*** Data for the task Section Begins ***
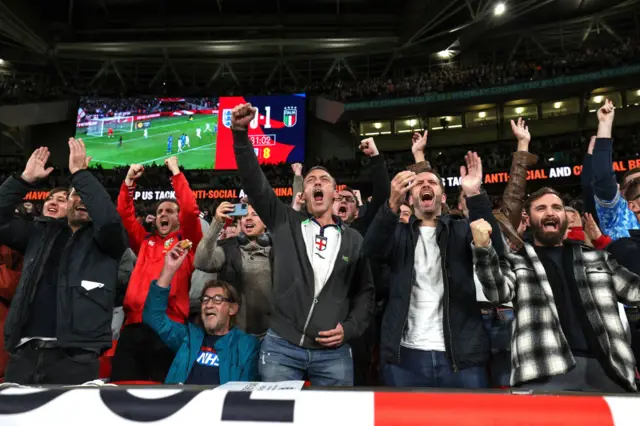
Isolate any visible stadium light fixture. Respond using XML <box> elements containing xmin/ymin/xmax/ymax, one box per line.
<box><xmin>437</xmin><ymin>50</ymin><xmax>452</xmax><ymax>59</ymax></box>
<box><xmin>494</xmin><ymin>3</ymin><xmax>506</xmax><ymax>16</ymax></box>
<box><xmin>0</xmin><ymin>59</ymin><xmax>4</xmax><ymax>65</ymax></box>
<box><xmin>407</xmin><ymin>119</ymin><xmax>417</xmax><ymax>126</ymax></box>
<box><xmin>554</xmin><ymin>102</ymin><xmax>562</xmax><ymax>109</ymax></box>
<box><xmin>593</xmin><ymin>95</ymin><xmax>603</xmax><ymax>103</ymax></box>
<box><xmin>442</xmin><ymin>116</ymin><xmax>451</xmax><ymax>121</ymax></box>
<box><xmin>373</xmin><ymin>122</ymin><xmax>382</xmax><ymax>129</ymax></box>
<box><xmin>636</xmin><ymin>90</ymin><xmax>640</xmax><ymax>96</ymax></box>
<box><xmin>478</xmin><ymin>111</ymin><xmax>487</xmax><ymax>118</ymax></box>
<box><xmin>515</xmin><ymin>107</ymin><xmax>524</xmax><ymax>114</ymax></box>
*** Data for the task Section Ends ***
◆ **About this exercise**
Return the listing unchanged, but drop every picture.

◆ **Response box**
Isolate any visible stadium light fixture. Respond using XML <box> elements containing xmin/ymin/xmax/ymax, one box per line.
<box><xmin>437</xmin><ymin>50</ymin><xmax>452</xmax><ymax>59</ymax></box>
<box><xmin>494</xmin><ymin>3</ymin><xmax>506</xmax><ymax>16</ymax></box>
<box><xmin>0</xmin><ymin>59</ymin><xmax>4</xmax><ymax>65</ymax></box>
<box><xmin>407</xmin><ymin>119</ymin><xmax>417</xmax><ymax>126</ymax></box>
<box><xmin>554</xmin><ymin>102</ymin><xmax>562</xmax><ymax>109</ymax></box>
<box><xmin>593</xmin><ymin>95</ymin><xmax>603</xmax><ymax>103</ymax></box>
<box><xmin>442</xmin><ymin>116</ymin><xmax>451</xmax><ymax>121</ymax></box>
<box><xmin>373</xmin><ymin>122</ymin><xmax>382</xmax><ymax>129</ymax></box>
<box><xmin>636</xmin><ymin>90</ymin><xmax>640</xmax><ymax>96</ymax></box>
<box><xmin>478</xmin><ymin>111</ymin><xmax>487</xmax><ymax>118</ymax></box>
<box><xmin>515</xmin><ymin>107</ymin><xmax>524</xmax><ymax>114</ymax></box>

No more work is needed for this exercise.